GIVEN PASSAGE
────────────────────

The University of Kansas Libraries
Newly digitized Sanborn maps offer slices of history for 241 Kansas cities and towns
June 27, 2011
A $30,000 grant has helped the University of Kansas Libraries digitize and deliver slices of history in the form of highly detailed, full-color maps that document 241 cities and towns in Kansas.

View of the 700 block of Massachusetts Street, Lawrence,
Kansas in 1883 (click to zoom).
The Sanborn Map Company created maps of cities across the U.S. at intervals of four or five years, starting in the late 1860s. The maps provided insurance underwriters with information about the locations of businesses, the structures they were located in, and any information needed to assess their liability for insurance purposes, such as building materials used. Now they show how cities changed and grew over time, and offer insights into Kansas history.
“There’s a tremendous amount of detail—where windows were located, number of stories to a building, roof composition,” Sherry Williams, curator of collections at Kenneth Spencer Research Library, said of the maps. “Historians, historic preservationists, architects and city planners love these maps, and making them freely available online will bring them to whole new audiences.”
Prior to this project, visitors to KU’s Spencer Research Library could see and use the complete set of print maps for Kansas, but no color digital versions were available online until now.
The grant, from the National Historical Publications and Records Commission, funded the digitization of the maps documenting Kansas cities and towns from 1883 through 1922 (which are now in the public domain); KU Libraries provided the online home for the digital collection, comprising 5,245 images, at http://cds.lib.ku.edu/sanborn-maps. The collection is searchable by city, county and date.

────────────────────

MATERIAL PROVIDED

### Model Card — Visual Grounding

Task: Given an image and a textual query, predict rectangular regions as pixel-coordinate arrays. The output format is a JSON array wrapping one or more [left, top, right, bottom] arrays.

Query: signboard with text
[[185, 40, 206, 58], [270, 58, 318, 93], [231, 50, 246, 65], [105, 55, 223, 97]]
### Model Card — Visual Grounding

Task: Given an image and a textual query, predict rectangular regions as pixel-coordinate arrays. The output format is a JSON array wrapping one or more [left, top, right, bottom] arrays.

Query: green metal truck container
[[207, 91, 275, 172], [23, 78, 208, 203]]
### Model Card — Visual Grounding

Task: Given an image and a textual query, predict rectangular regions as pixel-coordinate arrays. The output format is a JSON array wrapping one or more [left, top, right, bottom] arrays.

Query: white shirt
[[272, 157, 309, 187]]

────────────────────

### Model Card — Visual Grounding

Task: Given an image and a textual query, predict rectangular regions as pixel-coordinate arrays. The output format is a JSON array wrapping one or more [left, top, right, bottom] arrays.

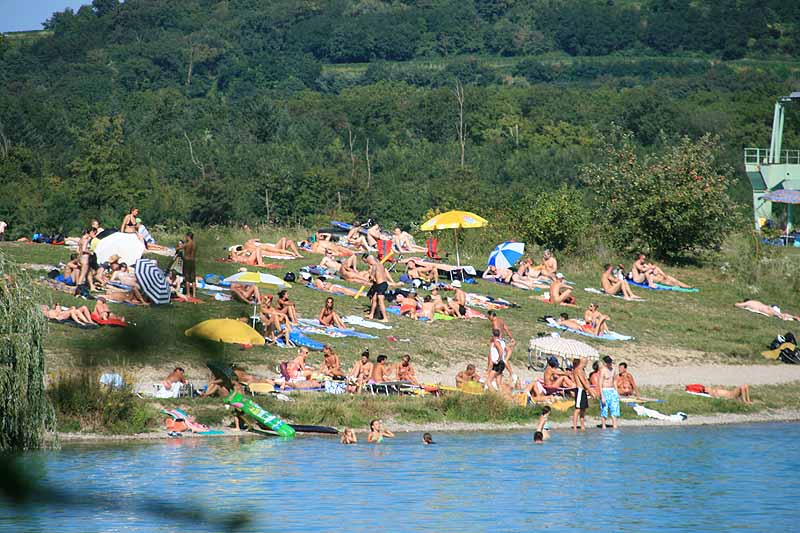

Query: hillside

────────────────────

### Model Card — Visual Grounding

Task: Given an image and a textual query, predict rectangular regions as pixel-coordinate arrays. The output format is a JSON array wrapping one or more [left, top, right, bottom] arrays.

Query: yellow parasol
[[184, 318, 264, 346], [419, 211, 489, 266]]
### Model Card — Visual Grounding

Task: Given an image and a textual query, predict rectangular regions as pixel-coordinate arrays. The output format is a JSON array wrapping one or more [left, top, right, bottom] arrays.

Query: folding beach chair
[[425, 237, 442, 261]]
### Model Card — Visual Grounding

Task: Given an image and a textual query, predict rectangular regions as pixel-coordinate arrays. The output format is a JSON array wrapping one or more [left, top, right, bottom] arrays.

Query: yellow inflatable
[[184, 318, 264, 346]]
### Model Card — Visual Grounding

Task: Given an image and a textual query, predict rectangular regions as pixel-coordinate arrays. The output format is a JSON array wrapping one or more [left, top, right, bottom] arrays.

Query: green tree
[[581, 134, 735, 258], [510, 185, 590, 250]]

────────────────────

YOUR TASKS
a: Using the article on the Sanborn maps, decide whether each statement agrees with it, answering yes or no and quoting the words of the text that settle it: (i) the digitization was funded by a $30,000 grant; (ii) color digital versions of the maps were online before this project; (iii) the collection can be searched by city, county and building material.
b: Gather every line of the records that contains the word "green". Letter case counts.

EXPECTED ANSWERS
a:
(i) Yes: "A $30,000 grant has helped the University of Kansas Libraries digitize and deliver slices of history"
(ii) No: "no color digital versions were available online until now"
(iii) No: "The collection is searchable by city, county and date."

b:
Query: green metal truck container
Query: green tree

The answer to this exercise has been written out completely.